* INFORMATION SHOWN
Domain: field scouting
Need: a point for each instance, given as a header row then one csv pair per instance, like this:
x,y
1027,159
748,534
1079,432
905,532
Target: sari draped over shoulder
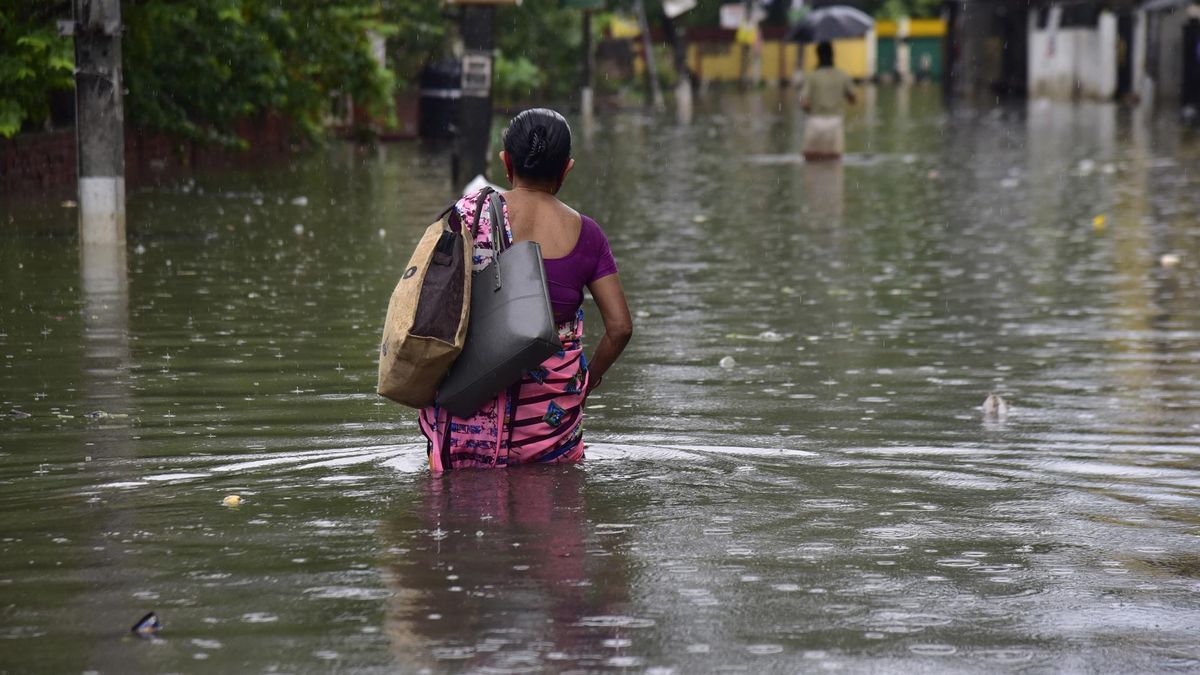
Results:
x,y
538,419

* THE TASK
Reproduce the material above verbatim, line for line, omitting the picture.

* RESPONSE TO THE EXERCISE
Domain: field scouting
Need: a point for each instance, given as a header row then one csv pair per instance, like this:
x,y
1027,159
748,534
1079,432
905,532
Target: sari draped over shoulder
Results:
x,y
538,419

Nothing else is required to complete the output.